YOUR TASK » An exact reprint of all the records is the expected answer.

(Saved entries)
━━━━━━━━
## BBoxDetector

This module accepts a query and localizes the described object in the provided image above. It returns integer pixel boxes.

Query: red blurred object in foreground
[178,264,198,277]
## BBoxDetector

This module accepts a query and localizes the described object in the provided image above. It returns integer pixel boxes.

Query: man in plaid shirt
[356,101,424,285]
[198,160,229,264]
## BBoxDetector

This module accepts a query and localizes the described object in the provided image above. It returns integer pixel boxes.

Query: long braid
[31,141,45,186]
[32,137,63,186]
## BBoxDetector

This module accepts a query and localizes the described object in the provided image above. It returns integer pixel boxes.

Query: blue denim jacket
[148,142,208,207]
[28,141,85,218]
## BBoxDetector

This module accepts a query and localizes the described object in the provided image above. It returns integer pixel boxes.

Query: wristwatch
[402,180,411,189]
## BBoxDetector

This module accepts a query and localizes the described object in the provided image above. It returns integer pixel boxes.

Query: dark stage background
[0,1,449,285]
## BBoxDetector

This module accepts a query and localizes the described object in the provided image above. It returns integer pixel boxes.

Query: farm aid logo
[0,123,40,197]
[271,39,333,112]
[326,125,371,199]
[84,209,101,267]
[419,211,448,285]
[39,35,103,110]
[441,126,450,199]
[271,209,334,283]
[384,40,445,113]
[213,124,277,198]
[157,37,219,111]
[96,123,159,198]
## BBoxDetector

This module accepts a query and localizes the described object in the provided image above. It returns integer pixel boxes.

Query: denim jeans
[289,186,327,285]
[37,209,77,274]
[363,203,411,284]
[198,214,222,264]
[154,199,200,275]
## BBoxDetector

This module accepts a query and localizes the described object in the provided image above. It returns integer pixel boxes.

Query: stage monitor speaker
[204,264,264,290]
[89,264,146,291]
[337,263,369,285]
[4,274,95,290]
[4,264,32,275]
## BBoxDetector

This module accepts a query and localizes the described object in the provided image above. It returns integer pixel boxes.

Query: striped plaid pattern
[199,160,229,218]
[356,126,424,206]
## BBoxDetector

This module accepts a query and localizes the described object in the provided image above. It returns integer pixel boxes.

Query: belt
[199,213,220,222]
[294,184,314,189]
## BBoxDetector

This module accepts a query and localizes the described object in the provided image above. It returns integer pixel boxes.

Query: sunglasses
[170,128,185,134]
━━━━━━━━
ANSWER FOR THIS EXERCISE »
## BBoxDetector

This module accepts a query and localizes the described object in the provided image above. It returns integer pixel boxes.

Query: red blurred object in foreground
[178,264,198,277]
## BBoxDetector

This module accepts a query and localizes the described object in the provided image above. It returns integer pixel boxes.

Query: man in plaid shirt
[356,101,424,285]
[198,160,229,264]
## BBoxDetector

This module accepts a query and localizes the described object in the provided image above. It returns integer pixel boxes.

Query: long braid
[31,141,45,186]
[32,137,63,186]
## BBoxDetector

This module accepts a query and localizes the described object in the provided image above. It returns integer pixel boxes.

Query: blue denim jacket
[148,142,208,207]
[28,141,85,218]
## BBoxDetector

This module accepts a query and localizes the described object in the provided image above. It returns integer pixel boxes.

Query: wristwatch
[402,180,411,189]
## BBoxDetector

This module accepts a query and localizes the described object in the provided image above. It returns integer pixel boxes.

Query: dark stage background
[0,1,449,285]
## BBoxDetector

This module accepts a query and localizes the described object in the provided image above. It returns integer pixel boxes.

Query: farm aid logo
[0,123,40,197]
[271,39,333,112]
[326,125,371,199]
[84,209,101,267]
[419,211,448,285]
[39,35,103,110]
[441,126,450,199]
[271,209,334,283]
[384,40,445,113]
[213,124,277,198]
[157,37,219,111]
[96,123,159,198]
## BBoxDetector

This module accepts a query and localizes the described object in the provided image above. It returns integer pixel boxes.

Query: denim jeans
[289,186,327,285]
[37,209,77,274]
[363,203,411,284]
[198,214,222,264]
[154,199,200,275]
## BBoxDetector

This module accepts a query and localizes the described object in the provided image above. It returns integer pixel boxes.

Query: stage monitor speaker
[204,264,264,290]
[89,264,146,291]
[337,263,369,285]
[4,274,95,290]
[4,264,32,275]
## BBoxDetector

This module accepts a query and localizes the described object in the provided image above. It returns integer pixel boxes.

Query: striped plaid pattern
[199,160,229,218]
[356,126,424,206]
## BBoxDetector

This module accepts a query and localizes the described object in the provided image above. It returns integer pixel boxes.

Query: belt
[199,213,220,222]
[294,184,314,189]
## BBoxDetector

This module accepts a query and localizes the described object in the provided image above. It returns integer pixel boxes.

Query: sunglasses
[170,128,185,134]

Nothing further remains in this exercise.